Segmentation mask data
'''

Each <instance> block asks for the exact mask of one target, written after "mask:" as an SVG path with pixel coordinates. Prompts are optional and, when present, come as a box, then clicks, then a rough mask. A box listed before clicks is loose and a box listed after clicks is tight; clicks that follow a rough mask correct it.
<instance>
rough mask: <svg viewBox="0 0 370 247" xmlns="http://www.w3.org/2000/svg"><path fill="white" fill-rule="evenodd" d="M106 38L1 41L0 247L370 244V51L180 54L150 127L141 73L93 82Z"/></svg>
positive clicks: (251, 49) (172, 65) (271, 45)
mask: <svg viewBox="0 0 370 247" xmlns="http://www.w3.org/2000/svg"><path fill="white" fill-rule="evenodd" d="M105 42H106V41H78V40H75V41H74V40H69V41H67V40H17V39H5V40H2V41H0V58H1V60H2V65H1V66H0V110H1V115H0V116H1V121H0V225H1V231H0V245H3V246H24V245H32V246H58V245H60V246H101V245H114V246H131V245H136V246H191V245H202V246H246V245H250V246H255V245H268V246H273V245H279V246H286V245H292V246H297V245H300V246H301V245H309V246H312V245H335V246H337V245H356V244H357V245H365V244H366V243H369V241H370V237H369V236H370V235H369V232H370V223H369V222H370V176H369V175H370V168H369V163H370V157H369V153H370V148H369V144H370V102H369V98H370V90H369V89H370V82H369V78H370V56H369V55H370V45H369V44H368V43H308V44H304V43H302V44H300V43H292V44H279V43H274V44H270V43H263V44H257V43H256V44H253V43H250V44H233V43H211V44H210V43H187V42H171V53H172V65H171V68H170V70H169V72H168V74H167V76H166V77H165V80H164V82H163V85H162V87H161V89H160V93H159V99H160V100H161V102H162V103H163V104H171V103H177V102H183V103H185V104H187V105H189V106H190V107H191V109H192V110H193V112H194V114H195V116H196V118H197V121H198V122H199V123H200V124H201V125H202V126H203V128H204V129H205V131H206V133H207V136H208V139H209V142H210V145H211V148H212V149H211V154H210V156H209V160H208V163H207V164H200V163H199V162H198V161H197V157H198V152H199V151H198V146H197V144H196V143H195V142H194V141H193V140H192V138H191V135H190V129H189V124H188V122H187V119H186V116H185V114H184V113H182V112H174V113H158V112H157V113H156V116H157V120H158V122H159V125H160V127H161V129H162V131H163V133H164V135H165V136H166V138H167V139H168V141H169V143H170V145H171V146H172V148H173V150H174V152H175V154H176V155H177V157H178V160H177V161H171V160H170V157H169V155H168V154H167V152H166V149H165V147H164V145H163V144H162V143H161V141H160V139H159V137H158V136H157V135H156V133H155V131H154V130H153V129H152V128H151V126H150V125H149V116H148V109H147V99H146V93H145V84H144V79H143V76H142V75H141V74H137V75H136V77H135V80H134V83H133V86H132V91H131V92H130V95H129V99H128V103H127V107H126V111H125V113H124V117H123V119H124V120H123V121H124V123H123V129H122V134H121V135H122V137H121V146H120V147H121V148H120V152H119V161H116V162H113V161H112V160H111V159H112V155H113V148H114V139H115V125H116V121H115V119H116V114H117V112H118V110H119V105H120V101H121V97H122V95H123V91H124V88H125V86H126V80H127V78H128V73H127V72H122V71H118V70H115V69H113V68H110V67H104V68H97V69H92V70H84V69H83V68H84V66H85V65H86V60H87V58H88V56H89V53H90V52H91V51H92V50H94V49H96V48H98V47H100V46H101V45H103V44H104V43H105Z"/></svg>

'''

EXERCISE AIM: From the first line above through the line that contains "rough mask: <svg", quote each line exactly. Output nothing more.

EXERCISE RESPONSE:
Each <instance> block asks for the exact mask of one target, written after "mask:" as an SVG path with pixel coordinates. Prompts are optional and, when present, come as a box, then clicks, then a rough mask. A box listed before clicks is loose and a box listed after clicks is tight; clicks that follow a rough mask correct it.
<instance>
rough mask: <svg viewBox="0 0 370 247" xmlns="http://www.w3.org/2000/svg"><path fill="white" fill-rule="evenodd" d="M106 38L1 41L0 247L370 244V51L180 54L150 127L141 73L93 82Z"/></svg>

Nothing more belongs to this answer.